REQUIREMENT
Write down every entry below once more, exactly.

* Start DATASET RECORDS *

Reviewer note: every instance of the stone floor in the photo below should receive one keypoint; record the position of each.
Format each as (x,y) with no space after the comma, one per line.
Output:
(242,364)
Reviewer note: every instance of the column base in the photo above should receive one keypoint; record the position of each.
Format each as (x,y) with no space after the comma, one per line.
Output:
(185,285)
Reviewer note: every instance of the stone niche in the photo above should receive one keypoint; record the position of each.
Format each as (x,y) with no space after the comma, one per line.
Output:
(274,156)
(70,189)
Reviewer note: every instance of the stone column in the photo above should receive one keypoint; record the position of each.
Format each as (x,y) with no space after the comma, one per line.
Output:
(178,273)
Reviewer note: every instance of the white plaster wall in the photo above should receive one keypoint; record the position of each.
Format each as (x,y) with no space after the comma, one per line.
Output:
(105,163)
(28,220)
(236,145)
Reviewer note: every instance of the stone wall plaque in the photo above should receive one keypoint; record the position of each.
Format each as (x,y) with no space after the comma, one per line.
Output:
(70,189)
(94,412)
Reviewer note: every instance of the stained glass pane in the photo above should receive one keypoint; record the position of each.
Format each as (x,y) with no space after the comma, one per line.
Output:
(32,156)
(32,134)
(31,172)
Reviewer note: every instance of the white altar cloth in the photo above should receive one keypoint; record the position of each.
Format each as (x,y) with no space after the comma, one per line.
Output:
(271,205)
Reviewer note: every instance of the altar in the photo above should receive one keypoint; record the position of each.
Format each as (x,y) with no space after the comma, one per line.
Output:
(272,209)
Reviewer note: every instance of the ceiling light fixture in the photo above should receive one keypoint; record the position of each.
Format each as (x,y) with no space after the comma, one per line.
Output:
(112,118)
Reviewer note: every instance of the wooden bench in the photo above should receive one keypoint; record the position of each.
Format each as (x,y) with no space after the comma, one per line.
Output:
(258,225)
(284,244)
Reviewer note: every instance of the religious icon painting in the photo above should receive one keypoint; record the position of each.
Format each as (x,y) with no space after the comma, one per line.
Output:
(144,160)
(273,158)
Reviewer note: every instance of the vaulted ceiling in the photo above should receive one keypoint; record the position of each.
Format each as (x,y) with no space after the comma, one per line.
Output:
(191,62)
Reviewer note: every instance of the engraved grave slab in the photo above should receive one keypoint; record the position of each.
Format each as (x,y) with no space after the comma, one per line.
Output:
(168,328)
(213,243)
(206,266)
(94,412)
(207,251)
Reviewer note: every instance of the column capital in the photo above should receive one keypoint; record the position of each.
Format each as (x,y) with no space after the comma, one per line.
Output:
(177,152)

* End DATASET RECORDS *

EXERCISE ANSWER
Reviewer note: every instance of the stone floor in the photo below should receive one keypoint; record the position of each.
Format each as (x,y) with no space after the comma, one per line.
Output:
(242,364)
Reviewer note: every instance of the column base in the photo above should receive one keypoint; record the position of each.
Format each as (x,y) with no space after the comma, one per line.
Output:
(185,285)
Reviewer note: every instance of the stone niche in the photo above should receive one keypoint; record the position of each.
Format each as (x,y) with no space after the comma, one per line.
Output:
(274,156)
(70,189)
Reviewer note: every instance of the stone column in the photo above should receive one keypoint; record the position of each.
Format each as (x,y) with no space after the comma, one per line.
Output:
(178,273)
Reviewer note: every instance of the white plaster wall in the photo above should receive one keypoint; record the position of each.
Format each as (x,y) with no space after the comma, one per line.
Output:
(105,163)
(28,220)
(236,145)
Reviewer note: every instance of the stone wall plaque in the photo above should receive one keypoint; record the position of each.
Format each as (x,y) with no space after the comma, one per line.
Output:
(70,189)
(94,412)
Reviewer note: every instance of the stained glass pane in the photo above should receive one keypoint; record the position of each.
Format each as (x,y) with no space after the comma, one per line.
Output:
(32,156)
(32,134)
(31,172)
Reviewer note: every instance of the white altar cloth in the photo above should receive one keypoint; record the position of each.
Format each as (x,y) with no space after the comma, one per line.
Output:
(271,205)
Reviewer note: every instance of the altar in the photo above should receive one keypoint; record the position of each.
Format each as (x,y) with no space after the comma, one per line.
Output:
(272,209)
Reviewer note: every instance of the ceiling light fixture in the photo above should receive one keypoint; record the position of each.
Format each as (x,y) with no space after the comma, one per line.
Output:
(112,118)
Reviewer note: every instance of the wooden bench in the photo above should receive one keypoint; record the position of each.
Format each as (x,y) with no space after the comma, one per line.
Output:
(258,225)
(284,244)
Reviewer note: every instance of the religious icon painting in the photo above should receive one keypoint; record the position of each.
Format each as (x,y) with no space after the comma, one per line.
Output:
(144,160)
(273,158)
Reviewer note: every instance of the vaulted ceiling in the photo above should receive one keypoint; record the position of each.
Format each as (x,y) with no space after the comma, one per line.
Output:
(191,62)
Reviewer note: every instance of the engraved grave slab in the photo above should receive one keypoint; record the position of each.
Format each as (x,y) with no space after the comma, one per line.
Output:
(168,328)
(213,243)
(206,266)
(94,412)
(207,251)
Reviewer note: every instance of the column capital in the photo above should receive one keypoint; record the position of each.
Format each as (x,y) with no space after the comma, one per line.
Output:
(177,152)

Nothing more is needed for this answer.